====== STORED ROWS
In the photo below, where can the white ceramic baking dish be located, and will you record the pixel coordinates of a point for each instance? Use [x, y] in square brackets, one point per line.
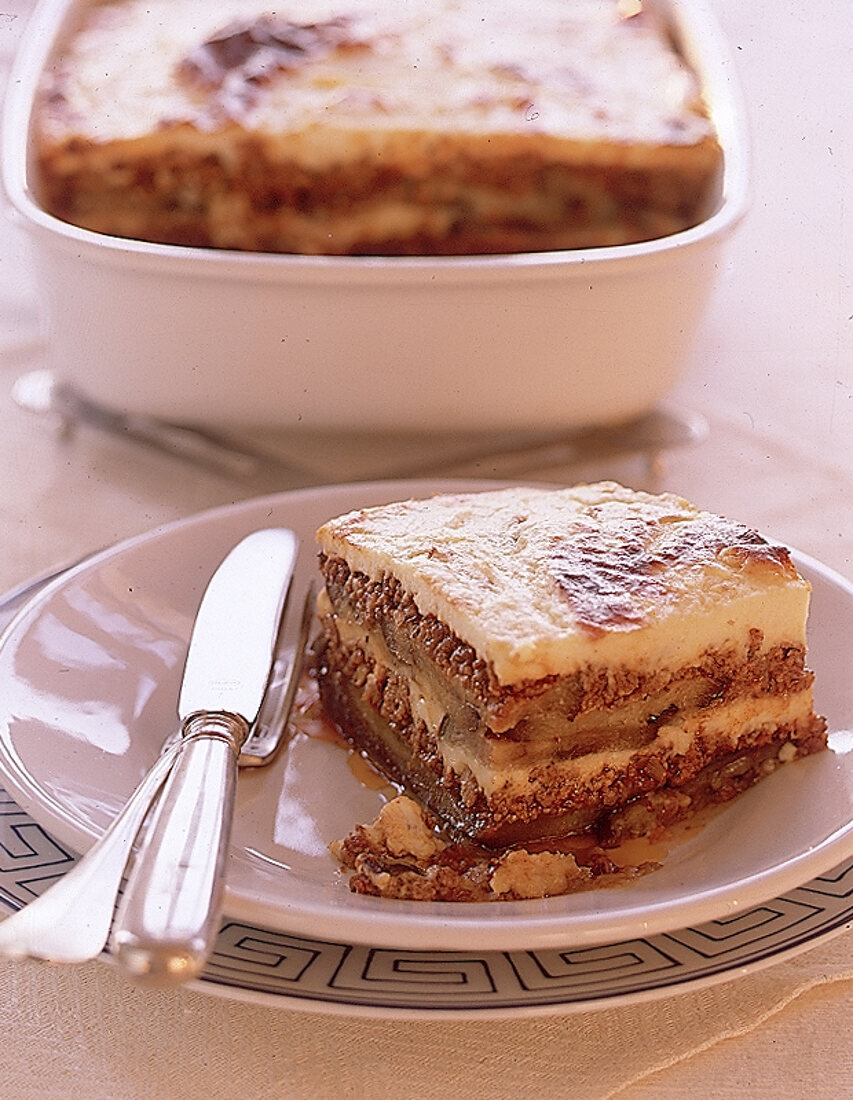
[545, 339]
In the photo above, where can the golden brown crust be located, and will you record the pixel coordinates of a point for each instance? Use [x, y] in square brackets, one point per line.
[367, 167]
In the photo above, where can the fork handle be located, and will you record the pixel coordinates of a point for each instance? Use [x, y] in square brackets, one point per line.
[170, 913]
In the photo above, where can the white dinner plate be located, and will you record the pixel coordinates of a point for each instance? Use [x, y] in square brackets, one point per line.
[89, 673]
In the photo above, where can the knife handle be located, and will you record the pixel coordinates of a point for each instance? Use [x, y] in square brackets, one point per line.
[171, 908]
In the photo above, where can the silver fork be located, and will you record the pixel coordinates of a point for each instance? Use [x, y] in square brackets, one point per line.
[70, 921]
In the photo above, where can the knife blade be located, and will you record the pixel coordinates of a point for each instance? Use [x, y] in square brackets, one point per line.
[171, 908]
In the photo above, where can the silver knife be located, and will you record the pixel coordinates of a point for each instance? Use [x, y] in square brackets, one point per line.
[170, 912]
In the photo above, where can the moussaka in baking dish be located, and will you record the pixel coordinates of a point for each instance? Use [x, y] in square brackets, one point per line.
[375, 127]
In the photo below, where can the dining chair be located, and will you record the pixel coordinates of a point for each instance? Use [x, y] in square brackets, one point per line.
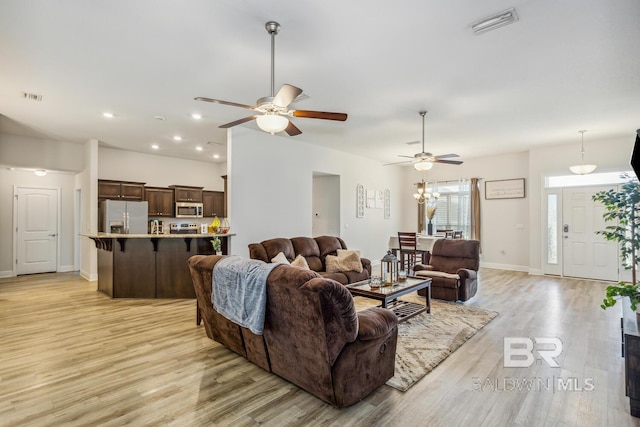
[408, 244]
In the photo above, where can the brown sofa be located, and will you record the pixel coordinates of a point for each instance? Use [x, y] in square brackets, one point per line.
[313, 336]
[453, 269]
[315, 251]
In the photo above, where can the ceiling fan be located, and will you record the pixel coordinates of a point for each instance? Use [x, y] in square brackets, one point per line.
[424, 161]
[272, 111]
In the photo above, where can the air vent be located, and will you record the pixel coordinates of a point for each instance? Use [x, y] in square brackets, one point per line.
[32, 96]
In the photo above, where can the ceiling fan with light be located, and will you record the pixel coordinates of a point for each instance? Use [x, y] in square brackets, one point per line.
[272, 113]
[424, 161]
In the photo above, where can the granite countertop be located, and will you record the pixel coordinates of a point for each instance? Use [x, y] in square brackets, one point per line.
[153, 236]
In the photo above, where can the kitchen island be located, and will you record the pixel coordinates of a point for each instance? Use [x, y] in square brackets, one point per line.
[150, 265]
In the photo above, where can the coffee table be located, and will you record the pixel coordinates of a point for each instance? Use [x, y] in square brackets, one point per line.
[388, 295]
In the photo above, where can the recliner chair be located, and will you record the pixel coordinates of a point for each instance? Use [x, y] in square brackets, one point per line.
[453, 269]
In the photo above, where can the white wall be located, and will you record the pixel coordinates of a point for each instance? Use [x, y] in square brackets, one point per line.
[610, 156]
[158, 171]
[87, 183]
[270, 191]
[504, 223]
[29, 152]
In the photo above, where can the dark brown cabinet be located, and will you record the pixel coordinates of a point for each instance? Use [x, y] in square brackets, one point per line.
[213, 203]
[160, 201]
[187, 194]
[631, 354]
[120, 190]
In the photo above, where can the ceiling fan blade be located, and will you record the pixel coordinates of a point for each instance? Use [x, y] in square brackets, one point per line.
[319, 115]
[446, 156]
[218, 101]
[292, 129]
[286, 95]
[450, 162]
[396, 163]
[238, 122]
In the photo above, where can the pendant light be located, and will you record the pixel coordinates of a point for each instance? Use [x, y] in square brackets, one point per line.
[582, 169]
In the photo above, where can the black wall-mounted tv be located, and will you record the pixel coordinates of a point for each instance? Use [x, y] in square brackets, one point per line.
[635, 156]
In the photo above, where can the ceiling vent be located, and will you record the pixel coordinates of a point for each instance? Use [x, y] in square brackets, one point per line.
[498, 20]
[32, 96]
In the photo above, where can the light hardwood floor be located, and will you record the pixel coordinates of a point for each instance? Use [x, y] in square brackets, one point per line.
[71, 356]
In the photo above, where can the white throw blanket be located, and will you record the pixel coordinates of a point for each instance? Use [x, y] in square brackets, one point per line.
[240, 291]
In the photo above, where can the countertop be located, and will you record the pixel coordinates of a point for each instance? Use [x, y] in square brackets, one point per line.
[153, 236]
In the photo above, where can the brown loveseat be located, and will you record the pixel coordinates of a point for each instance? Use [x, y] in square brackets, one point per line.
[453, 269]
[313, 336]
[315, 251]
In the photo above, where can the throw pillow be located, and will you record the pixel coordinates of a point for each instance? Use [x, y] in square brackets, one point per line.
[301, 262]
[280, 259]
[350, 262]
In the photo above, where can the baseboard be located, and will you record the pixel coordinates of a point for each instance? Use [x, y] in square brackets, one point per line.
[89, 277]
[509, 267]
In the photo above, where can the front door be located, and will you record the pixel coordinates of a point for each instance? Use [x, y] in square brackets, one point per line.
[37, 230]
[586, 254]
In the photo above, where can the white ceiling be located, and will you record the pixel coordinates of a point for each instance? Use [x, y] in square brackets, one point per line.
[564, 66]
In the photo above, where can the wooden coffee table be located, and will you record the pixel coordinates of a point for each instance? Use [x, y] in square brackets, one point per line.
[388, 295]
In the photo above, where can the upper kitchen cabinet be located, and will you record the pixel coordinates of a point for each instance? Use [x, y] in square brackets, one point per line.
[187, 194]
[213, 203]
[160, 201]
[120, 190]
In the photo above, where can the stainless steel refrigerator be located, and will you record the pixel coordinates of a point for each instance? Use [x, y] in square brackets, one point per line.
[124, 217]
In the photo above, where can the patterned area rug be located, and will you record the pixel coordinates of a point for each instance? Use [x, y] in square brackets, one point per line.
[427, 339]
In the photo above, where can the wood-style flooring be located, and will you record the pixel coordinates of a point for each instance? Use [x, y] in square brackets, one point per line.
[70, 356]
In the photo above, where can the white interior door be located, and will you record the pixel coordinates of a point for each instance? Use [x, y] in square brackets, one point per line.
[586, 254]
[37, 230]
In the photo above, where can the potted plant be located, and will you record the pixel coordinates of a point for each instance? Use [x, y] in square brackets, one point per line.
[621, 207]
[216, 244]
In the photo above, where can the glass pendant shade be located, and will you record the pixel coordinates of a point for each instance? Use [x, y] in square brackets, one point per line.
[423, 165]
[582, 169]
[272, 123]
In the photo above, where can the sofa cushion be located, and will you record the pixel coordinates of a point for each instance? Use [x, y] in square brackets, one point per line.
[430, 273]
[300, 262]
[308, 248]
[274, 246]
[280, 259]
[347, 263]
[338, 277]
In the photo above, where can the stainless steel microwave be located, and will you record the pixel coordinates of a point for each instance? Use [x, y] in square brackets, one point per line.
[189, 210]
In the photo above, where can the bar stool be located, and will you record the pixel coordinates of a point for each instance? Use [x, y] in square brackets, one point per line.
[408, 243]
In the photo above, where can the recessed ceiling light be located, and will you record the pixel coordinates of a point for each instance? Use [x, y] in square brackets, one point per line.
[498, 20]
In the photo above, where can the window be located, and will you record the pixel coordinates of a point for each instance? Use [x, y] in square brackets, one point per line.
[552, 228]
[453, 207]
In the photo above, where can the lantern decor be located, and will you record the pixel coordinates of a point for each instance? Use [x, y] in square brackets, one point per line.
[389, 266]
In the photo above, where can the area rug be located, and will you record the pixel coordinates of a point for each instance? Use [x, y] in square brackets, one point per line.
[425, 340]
============
====== STORED ROWS
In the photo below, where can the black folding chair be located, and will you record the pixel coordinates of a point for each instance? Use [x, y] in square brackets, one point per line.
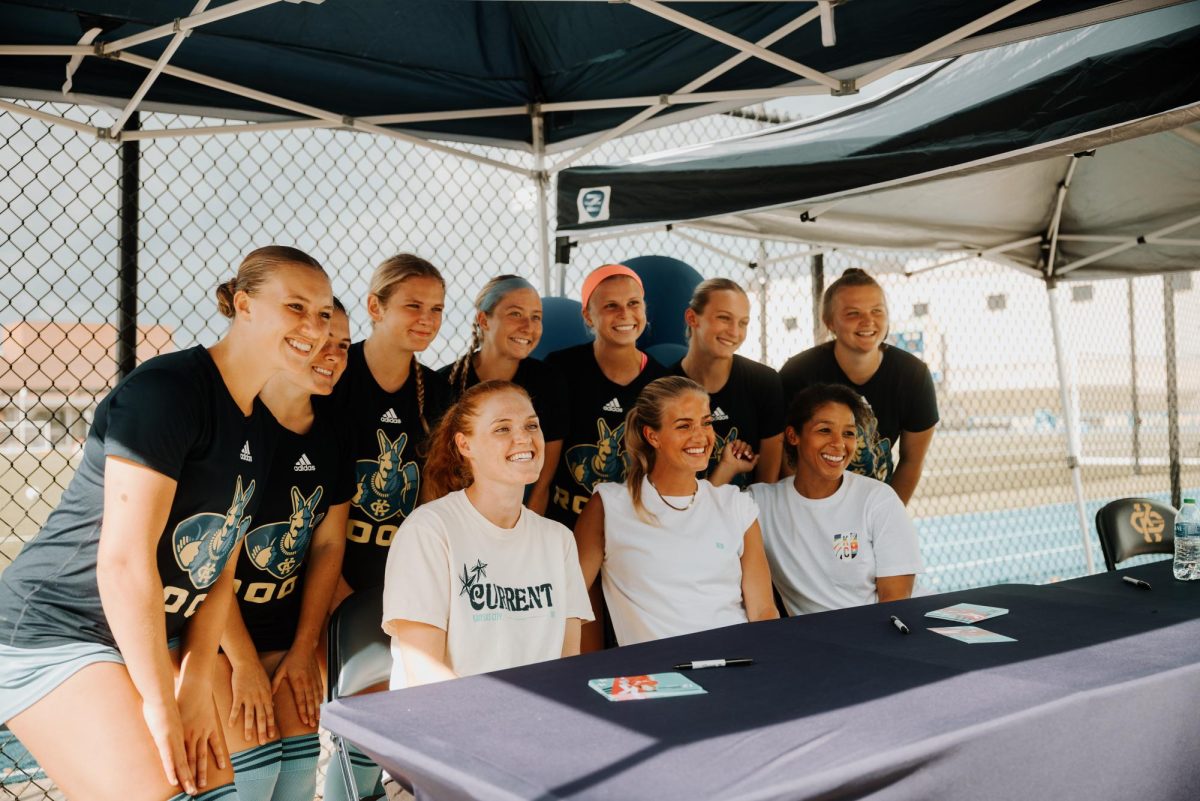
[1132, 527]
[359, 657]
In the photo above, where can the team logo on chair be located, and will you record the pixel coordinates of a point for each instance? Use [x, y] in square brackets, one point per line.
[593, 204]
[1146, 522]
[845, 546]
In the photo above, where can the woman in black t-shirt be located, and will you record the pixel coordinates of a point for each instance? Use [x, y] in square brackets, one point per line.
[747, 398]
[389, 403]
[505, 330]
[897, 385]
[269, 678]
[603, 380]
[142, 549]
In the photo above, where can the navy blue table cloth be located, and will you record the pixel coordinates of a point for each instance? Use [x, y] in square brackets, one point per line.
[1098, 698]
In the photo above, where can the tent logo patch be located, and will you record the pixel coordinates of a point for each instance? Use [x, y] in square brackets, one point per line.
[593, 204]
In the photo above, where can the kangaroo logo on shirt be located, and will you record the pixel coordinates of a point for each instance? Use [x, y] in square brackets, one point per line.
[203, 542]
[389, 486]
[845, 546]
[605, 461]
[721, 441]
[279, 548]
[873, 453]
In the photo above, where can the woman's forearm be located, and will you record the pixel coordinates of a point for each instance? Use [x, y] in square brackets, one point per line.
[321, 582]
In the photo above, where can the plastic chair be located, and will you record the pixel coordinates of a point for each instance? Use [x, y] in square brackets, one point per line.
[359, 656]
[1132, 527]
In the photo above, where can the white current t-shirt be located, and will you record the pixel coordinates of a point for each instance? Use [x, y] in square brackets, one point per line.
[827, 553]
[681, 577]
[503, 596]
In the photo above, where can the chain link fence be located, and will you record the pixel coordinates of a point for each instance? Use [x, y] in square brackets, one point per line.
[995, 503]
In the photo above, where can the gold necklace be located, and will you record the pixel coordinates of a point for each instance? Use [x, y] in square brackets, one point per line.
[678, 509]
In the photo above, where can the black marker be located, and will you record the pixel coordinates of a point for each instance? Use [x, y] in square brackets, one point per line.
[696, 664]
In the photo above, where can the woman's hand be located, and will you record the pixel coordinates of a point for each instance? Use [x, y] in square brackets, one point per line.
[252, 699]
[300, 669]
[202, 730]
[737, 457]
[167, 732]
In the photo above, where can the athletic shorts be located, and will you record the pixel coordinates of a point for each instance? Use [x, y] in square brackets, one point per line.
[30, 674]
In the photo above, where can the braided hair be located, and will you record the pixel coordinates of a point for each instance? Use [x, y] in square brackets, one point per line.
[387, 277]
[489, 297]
============
**SET EXERCISE**.
Extract every row above that contains the word "pendant" and copy each one in full. Treat uppercase and lowercase letters as different.

**TASK RESPONSE**.
In the photo above, where can the pendant light be located, and will you record the pixel coordinates of a point for each instance? Use [x, y] in square brackets, one point per line.
In the photo above, where can the glass pendant shade be located, and will you record the pixel coordinates of a point for each instance? Use [x, y] in square brackets, one point per line.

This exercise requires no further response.